EXCERPT TO READ
========

Ada Analyzer

Technical Specification

The Ada Analyzer is a set of support tools that can scan large amounts of Ada code, locating items of interest and cataloging information for developers, managers, quality-assurance personnel, and integration and testing personnel. The key benefits of these tools are: The Ada Analyzer traverses any set of compiled Ada units (either Ada 83 or Ada 95), locates constructs that match specific selection criteria, and places relevant information about those constructs in a hypertable object. Hypertables contain not only textual information about each construct located, but also traversal connections to the actual Ada source from which the information was derived. Users thus can scan the summary information for interesting items and then traverse to the actual software for additional detailed analysis. Sorting options and additional filtering switches are available to organize information into the optimal format for analysis.

The Ada Analyzer does not attempt to rate software with numbers or judge construct usage as good or bad. Instead, it collects overview information so that analysts can better understand the content of their software and make decisions about possible improvements. It provides insight rather than value judgment. The resulting tables can be included in documentation, printed and distributed to developers or managers for reference, or used interactively to visit software constructs for further inspection or repair.

The following diagram illustrates how the Ada Analyzer facilitates interactive analysis.

Interactive Analysis Diagram

Supported Analysis Objectives

The Ada Analyzer supports specific analysis objectives. For example, if the objective is to improve execution speed and reduce code size, a set of recommended analysis procedures is available with insight into how the output can be used to achieve specific improvements. The tools support the following analysis objectives: Each of these objectives will be explained in more detail with specific selection criteria later in this document.

Usage Scenarios

The Ada Analyzer can be used throughout the development lifecycle by a variety of project personnel, each having different analysis objectives.


An important aspect of the Ada Analyzer is it is easily modifiable to support local requirements. Local development specifications and cross-compilation tools often make it necessary to build custom analysis tools that better match local needs. Several templates are available to make building new locator tools, standards conformance checks, and metrics as simple as possible. The templates handle all traversal, sorting, and table building. The user must define only which Ada constructs should be included and what information for that element should appear in the hypertable output. An extensive library of utilities is available to assist in this process. For all but the most complicated requirements, this process will take approximately one day to develop and test.

Delivered Software

All software for the Ada Analyzer is included with each release. Ada interfaces are annotated with descriptions of the purpose and use of each interface, the testing performed on the interface, and additional keywords to help in cross-referencing. Parameter explanations have been added where necessary as well as a list of all exceptions raised by each subprogram. Implementation software (bodies) are commented with effective information about implementation strategy and approach. Almost all packages have corresponding test procedures that generate consistent reports on the success or failure of the test criteria. Test programs not only verify tool correct-ness but also serve as an example of use and expected output.

The software will be delivered in two layers. The utilities (lower) layer will be delivered in code-only form with Ada specifications; the analysis layer will be delivered in source form to facilitate local customizations and extensions.

========

RAW RECORDS
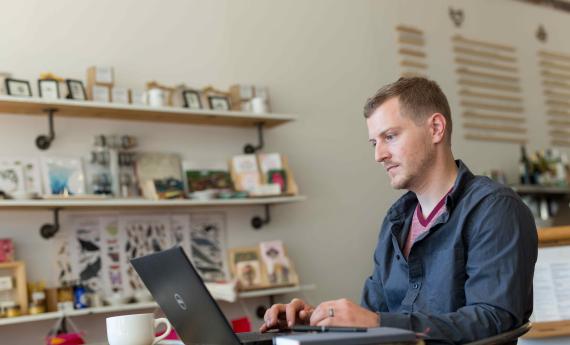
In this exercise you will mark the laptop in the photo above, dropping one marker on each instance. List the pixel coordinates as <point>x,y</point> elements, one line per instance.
<point>181,294</point>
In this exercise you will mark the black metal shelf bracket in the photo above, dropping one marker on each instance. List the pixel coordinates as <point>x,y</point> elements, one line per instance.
<point>249,148</point>
<point>43,142</point>
<point>47,231</point>
<point>257,222</point>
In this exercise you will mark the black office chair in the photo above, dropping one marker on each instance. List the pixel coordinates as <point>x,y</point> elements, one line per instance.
<point>509,337</point>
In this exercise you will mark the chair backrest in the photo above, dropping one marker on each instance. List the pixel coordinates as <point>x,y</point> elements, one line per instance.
<point>509,337</point>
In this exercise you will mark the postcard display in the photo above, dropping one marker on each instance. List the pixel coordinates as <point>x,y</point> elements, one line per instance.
<point>98,248</point>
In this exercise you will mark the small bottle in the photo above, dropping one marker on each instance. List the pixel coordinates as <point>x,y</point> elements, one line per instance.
<point>79,296</point>
<point>524,167</point>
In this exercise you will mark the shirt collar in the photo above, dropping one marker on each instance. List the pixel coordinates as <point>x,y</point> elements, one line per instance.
<point>408,202</point>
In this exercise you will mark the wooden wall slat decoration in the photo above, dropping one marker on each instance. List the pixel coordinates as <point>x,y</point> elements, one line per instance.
<point>411,42</point>
<point>470,72</point>
<point>494,117</point>
<point>489,91</point>
<point>555,65</point>
<point>467,92</point>
<point>461,39</point>
<point>482,137</point>
<point>470,62</point>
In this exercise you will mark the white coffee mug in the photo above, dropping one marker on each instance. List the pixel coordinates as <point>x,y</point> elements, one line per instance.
<point>135,329</point>
<point>258,105</point>
<point>156,97</point>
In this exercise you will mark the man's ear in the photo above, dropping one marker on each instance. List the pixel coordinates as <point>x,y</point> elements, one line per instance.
<point>437,125</point>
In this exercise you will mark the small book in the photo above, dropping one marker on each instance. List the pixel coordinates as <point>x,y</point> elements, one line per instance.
<point>380,335</point>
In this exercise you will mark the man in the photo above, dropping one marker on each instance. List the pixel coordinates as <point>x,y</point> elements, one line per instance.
<point>456,254</point>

========

WHAT IS EXPECTED
Write the next part of the Ada Analyzer specification above, starting right after its last sentence about the two layers in which the software will be delivered.

RESPONSE TO THE TASK
In addition to annotated software, a complete Ada Analyzer User's Guide is available both as hard copy and on-line This document provides a tutorial on the general use of all tools and hypertable output. It describes each analysis objective and explains which tools can be used effectively to accomplish each objective. The content of all hypertable output is fully explained with information on how to interpret it to achieve the objective. An extensive cross-reference section and index are included to enable users to find tools when they have specific analysis requirements in mind.

A separate section of this document describes in detail how to customize existing analysis tools or build new ones. It provides a step-by-step method for each process. Some sorting, filtering, and information content can be adjusted by policy switches contained in files. An explanation of all options and the editing of these policy switches and files is provided.

Ada 95 Support

The Ada Analyzer can analyze code compiled either with the Apex Ada83 or Ada 85 compilers. All commands recognize Ada 95 constructs and incorporate them into report output when appropriate. In particular, the following commands specifically address Ada95 constructs.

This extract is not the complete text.